Selected text -
---*---

Anyway, the best results will always be obtained by classical photography. Numeric cameras in use to day (I have a Nikon D50, with the 18-55 zoom, and sometimes a longer len for objects to be pictured from far away) are almost perfect and you will barely need their incorporated flashlight. I use (but not always) an annular flash, which gives no shadows, especially when combined to placing the object in a cardboard box entirely painted white inside, which will eliminate them.
For boxes, I also use a Quadrapod, as Geoge Kass showed me in the 90ies. The price of this device was then quite correct, now it is more costly, but still affordable, due to the many advantages it confers. I am very happy of this investment (!)
A possibility was to put ammo on a transparent plastic home-made stand, intalled over a glazed box (as used by the butterflies or insects collectors!), painted all white inside, but the system, described years ago in one of the ICCA special issues, was somehow clumsy, and I did not go on with it.
I hope that you may find some interest in this details, which may be helpful.
Any other question will be answered, if I can do it…

All the best to everybody.


My method of scanning cartridge headstamps to get a white background only works for cartridges, not large items like guns.

---*---

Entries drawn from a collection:
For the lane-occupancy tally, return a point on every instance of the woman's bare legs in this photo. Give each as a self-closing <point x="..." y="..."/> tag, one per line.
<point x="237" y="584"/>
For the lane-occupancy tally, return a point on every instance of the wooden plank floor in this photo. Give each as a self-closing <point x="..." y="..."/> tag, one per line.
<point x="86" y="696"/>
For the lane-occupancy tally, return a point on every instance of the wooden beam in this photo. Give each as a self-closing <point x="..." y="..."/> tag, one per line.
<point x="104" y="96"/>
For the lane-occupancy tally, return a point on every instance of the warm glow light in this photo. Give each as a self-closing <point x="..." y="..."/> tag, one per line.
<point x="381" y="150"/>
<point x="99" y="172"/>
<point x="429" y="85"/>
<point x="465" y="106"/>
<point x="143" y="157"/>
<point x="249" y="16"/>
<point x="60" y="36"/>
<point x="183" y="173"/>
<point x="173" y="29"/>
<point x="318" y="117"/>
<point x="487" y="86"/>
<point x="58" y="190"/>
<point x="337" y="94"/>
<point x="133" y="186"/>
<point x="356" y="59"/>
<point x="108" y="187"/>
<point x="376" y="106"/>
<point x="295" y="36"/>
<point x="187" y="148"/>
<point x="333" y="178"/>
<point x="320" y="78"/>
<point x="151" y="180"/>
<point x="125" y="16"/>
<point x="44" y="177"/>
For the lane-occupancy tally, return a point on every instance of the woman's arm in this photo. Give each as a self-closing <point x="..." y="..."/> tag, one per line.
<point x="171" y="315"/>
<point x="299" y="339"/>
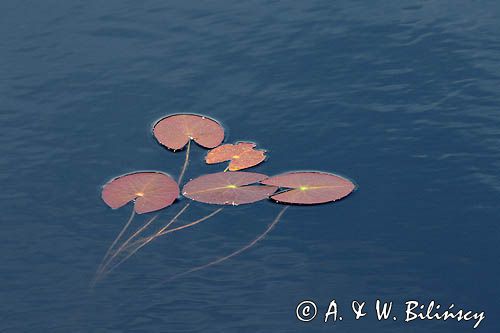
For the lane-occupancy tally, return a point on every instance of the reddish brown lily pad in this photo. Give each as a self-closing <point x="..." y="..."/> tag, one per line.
<point x="310" y="188"/>
<point x="175" y="131"/>
<point x="150" y="191"/>
<point x="228" y="188"/>
<point x="241" y="155"/>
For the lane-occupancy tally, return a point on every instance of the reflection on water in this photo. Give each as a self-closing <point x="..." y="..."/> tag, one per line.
<point x="401" y="97"/>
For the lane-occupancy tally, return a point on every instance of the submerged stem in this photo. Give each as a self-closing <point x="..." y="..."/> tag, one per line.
<point x="244" y="248"/>
<point x="162" y="232"/>
<point x="186" y="162"/>
<point x="124" y="244"/>
<point x="120" y="234"/>
<point x="189" y="224"/>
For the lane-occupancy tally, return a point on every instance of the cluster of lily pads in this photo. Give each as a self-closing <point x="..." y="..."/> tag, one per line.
<point x="152" y="190"/>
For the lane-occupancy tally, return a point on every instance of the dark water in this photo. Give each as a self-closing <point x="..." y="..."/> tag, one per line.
<point x="402" y="98"/>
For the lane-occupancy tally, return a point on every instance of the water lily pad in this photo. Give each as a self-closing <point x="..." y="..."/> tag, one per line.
<point x="241" y="155"/>
<point x="310" y="188"/>
<point x="228" y="188"/>
<point x="150" y="191"/>
<point x="175" y="131"/>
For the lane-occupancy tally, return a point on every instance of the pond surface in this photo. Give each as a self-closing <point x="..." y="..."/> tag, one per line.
<point x="404" y="99"/>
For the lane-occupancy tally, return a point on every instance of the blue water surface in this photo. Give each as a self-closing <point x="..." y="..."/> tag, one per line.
<point x="402" y="97"/>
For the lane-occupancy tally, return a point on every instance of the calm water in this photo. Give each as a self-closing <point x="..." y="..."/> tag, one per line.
<point x="403" y="98"/>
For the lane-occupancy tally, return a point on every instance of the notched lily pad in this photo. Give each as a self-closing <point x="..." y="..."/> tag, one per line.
<point x="175" y="131"/>
<point x="241" y="155"/>
<point x="150" y="191"/>
<point x="228" y="188"/>
<point x="309" y="188"/>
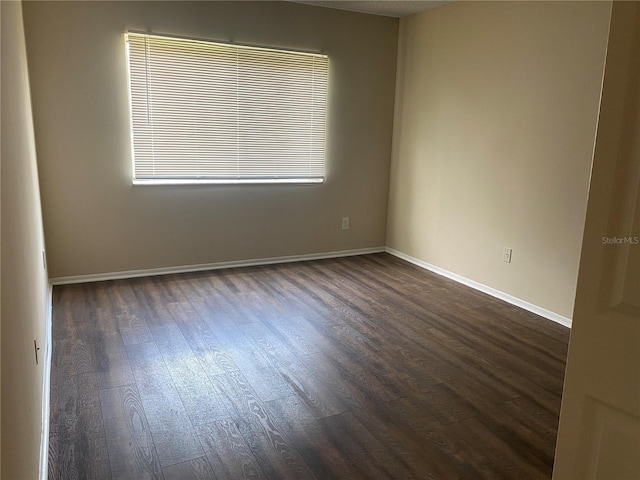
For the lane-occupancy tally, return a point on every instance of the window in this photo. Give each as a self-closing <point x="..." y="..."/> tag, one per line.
<point x="206" y="112"/>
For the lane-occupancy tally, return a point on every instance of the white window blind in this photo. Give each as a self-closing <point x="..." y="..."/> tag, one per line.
<point x="206" y="112"/>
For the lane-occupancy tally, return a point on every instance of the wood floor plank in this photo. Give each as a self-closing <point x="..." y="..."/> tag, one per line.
<point x="355" y="367"/>
<point x="112" y="363"/>
<point x="227" y="451"/>
<point x="200" y="398"/>
<point x="307" y="387"/>
<point x="274" y="451"/>
<point x="172" y="432"/>
<point x="267" y="383"/>
<point x="206" y="347"/>
<point x="132" y="453"/>
<point x="196" y="469"/>
<point x="363" y="448"/>
<point x="324" y="456"/>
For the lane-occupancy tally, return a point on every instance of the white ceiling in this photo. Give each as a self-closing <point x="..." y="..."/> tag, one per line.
<point x="387" y="8"/>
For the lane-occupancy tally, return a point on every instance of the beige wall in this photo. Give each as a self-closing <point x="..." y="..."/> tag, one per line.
<point x="599" y="430"/>
<point x="496" y="110"/>
<point x="24" y="280"/>
<point x="96" y="221"/>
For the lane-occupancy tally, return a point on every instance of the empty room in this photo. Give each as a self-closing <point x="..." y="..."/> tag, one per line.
<point x="320" y="240"/>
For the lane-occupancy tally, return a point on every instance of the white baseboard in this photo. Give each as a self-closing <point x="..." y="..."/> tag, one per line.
<point x="548" y="314"/>
<point x="212" y="266"/>
<point x="46" y="385"/>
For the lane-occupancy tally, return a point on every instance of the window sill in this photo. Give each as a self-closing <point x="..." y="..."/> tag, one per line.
<point x="225" y="181"/>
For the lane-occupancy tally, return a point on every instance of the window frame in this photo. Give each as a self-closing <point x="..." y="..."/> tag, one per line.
<point x="273" y="178"/>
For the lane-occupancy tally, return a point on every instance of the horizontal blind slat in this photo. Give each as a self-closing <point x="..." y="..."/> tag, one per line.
<point x="202" y="110"/>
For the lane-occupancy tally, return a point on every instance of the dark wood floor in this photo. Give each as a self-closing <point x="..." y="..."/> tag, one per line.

---*---

Description of the task -
In the post on photographing ammunition, which camera does the writer use?

Written answer -
A Nikon D50 with the 18-55 zoom.